[Document excerpt]
He has played himself several times on screen. First, in one of the vignettes of Jim Jarmusch’s 2003 film Coffee and Cigarettes, alongside Alfred Molina. Second, in 2006 Coogan starred with Rob Brydon in Michael Winterbottom’s A Cock and Bull Story, a self-referential film of the “unfilmable” self-referential novel Tristram Shandy by Laurence Sterne. In the film, Coogan plays a fictional, womanising version of himself. Thirdly, he played himself in the 2010 film The Trip. He worked again with director Winterbottom in The Look of Love, about ’50s porn-king Paul Raymond. His fourth time playing himself on screen was in the 2014 film The Trip to Italy, a film about him and Rob Brydon taking a food-tasting trip through Italy, followed in 2017 by The Trip to Spain.
The first film which he co-wrote with Henry Normal was The Parole Officer, in which he also acted alongside Ben Miller and Lena Headey. Coogan has an uncredited cameo in Hot Fuzz, scripted by Shaun of the Dead writers Simon Pegg and Edgar Wright.
Coogan’s most acclaimed work to date is the drama-comedy Philomena, which he co-wrote, produced, and starred in with Judi Dench. This performance earned him a Golden Globe nomination, among many other nominations (and some wins). Philomena was nominated for the Academy Award for Best Picture. In 2018, Coogan played English comedian Stan Laurel in the film biopic Stan & Ollie, starring opposite American actor John C. Reilly who played Oliver Hardy.
Coogan’s show Steve Coogan in character with John Thomson was winner of the Perrier Award for best show at the 1992 Edinburgh Fringe. He has won numerous awards for his work in TV including British Comedy Awards, BAFTAs and The South Bank Show award for comedy. In 2003, he was listed in The Observer as one of the 50 funniest acts in British comedy. In 2005, a poll to find the Comedians’ Comedian saw him being voted amongst the top 20 greatest comedy acts ever by fellow comedians and comedy insiders.
Stand-up comedy comeback tour
In March 2008, it was confirmed that Coogan would return to doing stand-up comedy as part of his first stand-up tour in ten years. The tour, named “Steve Coogan as Alan Partridge and other less successful characters”, saw the return of some of his old characters including Paul Calf and Alan Partridge. Reviews of the tour were mixed. Much of the criticism focused on the apparent unrehearsed quality of some of the performances and on Coogan’s nervous stage presence. Chortle comedy guide described it as “most definitely a show of two halves: the superlative Alan Partridge plus a collection of characters that are not only less successful, but woefully less funny”.

[Problems to work on]
1. According to the text on Steve Coogan's career, what did his show with John Thomson win at the 1992 Edinburgh Fringe?
2. Write the next part of the text on Steve Coogan's career, picking up after its final sentence.

Dataset excerpts on object pointing
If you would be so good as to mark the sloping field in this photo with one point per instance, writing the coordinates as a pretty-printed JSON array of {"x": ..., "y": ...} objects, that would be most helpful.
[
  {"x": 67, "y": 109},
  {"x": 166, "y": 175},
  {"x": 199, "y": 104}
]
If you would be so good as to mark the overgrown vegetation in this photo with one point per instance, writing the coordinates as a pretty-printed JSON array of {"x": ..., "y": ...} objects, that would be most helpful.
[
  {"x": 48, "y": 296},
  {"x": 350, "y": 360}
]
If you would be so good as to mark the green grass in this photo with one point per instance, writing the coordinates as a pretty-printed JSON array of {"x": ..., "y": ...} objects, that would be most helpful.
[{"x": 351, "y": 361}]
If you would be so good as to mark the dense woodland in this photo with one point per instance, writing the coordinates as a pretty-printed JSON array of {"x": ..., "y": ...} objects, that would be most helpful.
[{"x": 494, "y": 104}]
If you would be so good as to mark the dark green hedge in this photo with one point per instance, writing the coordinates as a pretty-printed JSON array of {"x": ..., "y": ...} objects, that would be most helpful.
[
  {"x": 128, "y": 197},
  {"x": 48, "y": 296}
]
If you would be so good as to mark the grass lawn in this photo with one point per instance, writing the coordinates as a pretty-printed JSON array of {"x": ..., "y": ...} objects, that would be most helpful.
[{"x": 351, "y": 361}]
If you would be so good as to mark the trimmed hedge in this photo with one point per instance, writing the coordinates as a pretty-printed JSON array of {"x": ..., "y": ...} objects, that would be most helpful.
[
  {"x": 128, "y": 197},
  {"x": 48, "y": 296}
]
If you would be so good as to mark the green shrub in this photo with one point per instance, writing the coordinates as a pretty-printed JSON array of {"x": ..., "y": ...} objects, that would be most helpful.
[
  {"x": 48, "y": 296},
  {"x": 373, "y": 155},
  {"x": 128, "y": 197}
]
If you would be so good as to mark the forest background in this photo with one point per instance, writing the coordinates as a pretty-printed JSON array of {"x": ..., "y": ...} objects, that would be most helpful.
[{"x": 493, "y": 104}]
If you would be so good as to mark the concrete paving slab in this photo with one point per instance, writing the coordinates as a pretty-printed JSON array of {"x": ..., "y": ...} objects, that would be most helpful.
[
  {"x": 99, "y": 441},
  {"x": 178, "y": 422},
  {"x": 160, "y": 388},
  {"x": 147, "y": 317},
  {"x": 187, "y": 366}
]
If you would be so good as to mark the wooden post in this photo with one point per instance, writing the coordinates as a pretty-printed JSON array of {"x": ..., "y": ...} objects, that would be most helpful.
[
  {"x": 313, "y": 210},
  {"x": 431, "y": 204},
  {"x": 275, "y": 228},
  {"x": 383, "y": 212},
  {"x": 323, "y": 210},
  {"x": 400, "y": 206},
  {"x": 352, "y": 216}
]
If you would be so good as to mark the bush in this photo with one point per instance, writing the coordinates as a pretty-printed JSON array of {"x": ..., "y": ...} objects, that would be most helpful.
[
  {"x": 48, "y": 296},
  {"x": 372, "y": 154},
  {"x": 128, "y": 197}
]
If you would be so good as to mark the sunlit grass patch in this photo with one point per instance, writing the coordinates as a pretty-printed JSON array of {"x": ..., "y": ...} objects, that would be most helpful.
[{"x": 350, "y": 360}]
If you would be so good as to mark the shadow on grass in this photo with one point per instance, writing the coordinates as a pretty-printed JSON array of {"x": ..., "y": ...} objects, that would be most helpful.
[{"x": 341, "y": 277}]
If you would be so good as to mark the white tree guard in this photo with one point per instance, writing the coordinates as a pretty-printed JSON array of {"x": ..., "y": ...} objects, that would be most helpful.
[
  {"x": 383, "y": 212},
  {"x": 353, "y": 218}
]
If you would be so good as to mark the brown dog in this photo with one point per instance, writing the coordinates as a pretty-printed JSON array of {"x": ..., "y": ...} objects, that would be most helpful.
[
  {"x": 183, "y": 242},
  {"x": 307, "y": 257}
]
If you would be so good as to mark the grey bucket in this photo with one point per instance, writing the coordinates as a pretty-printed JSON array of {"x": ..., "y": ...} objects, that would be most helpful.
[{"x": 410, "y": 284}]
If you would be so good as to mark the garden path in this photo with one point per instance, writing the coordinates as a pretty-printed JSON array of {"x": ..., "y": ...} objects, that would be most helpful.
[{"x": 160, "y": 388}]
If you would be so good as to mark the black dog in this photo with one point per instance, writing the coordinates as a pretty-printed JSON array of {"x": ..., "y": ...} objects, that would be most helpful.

[Answers below]
1. The Perrier Award for best show.

2.
As the tour progressed and the problems were ironed out, reviews were very positive. Dominic Maxwell of The Times described the show as “twice as entertaining as most other comedy shows this year.” Brian Logan of The Guardian awarded it four stars and described it as “shamelessly funny.” Reviews such as the one from the Trent FM Arena exemplified how much the show had improved after dealing with the glitches on its first few dates: “When Steve Coogan first brought this show to Nottingham last month, the reviews were poor… the intervening weeks have made a big difference, and last night’s audience at the Trent FM Arena went home happy. More please, and soon.”
In 2009, Coogan was featured, alongside Vic Reeves, Bob Mortimer and Julia Davis, in the spoof documentary TV film Steve Coogan – The Inside Story. The same year he spoke on the influence of Monty Python on his comedy when he appeared in the television documentary, Monty Python: Almost the Truth (Lawyers Cut).
Baby Cow Productions
Coogan, along with his writing partner Henry Normal, founded Baby Cow Productions in 1999. Together, they have served as executive producers for shows such as The Mighty Boosh, Nighty Night, Marion and Geoff, Gavin & Stacey, Human Remains and Moone Boy, as well as the Alan Partridge feature film Alan Partridge: Alpha Papa. They have also produced Where Are the Joneses?, an online sitcom which uses wiki technology to allow the audience to upload scripts and storyline ideas.
In 2008, BBC Worldwide bought a 25% stake in the production company. They did not offer the largest sum but that they were chosen by Coogan & Normal due to their previous work and strong connection with the BBC. In 2016, after Henry Normal stood down, Christine Langan (Head of BBC Film at the time) was hired by Coogan (creative director of Baby Cow Productions) as the new CEO which led to an increase in BBC Worldwide’s stake to 73%.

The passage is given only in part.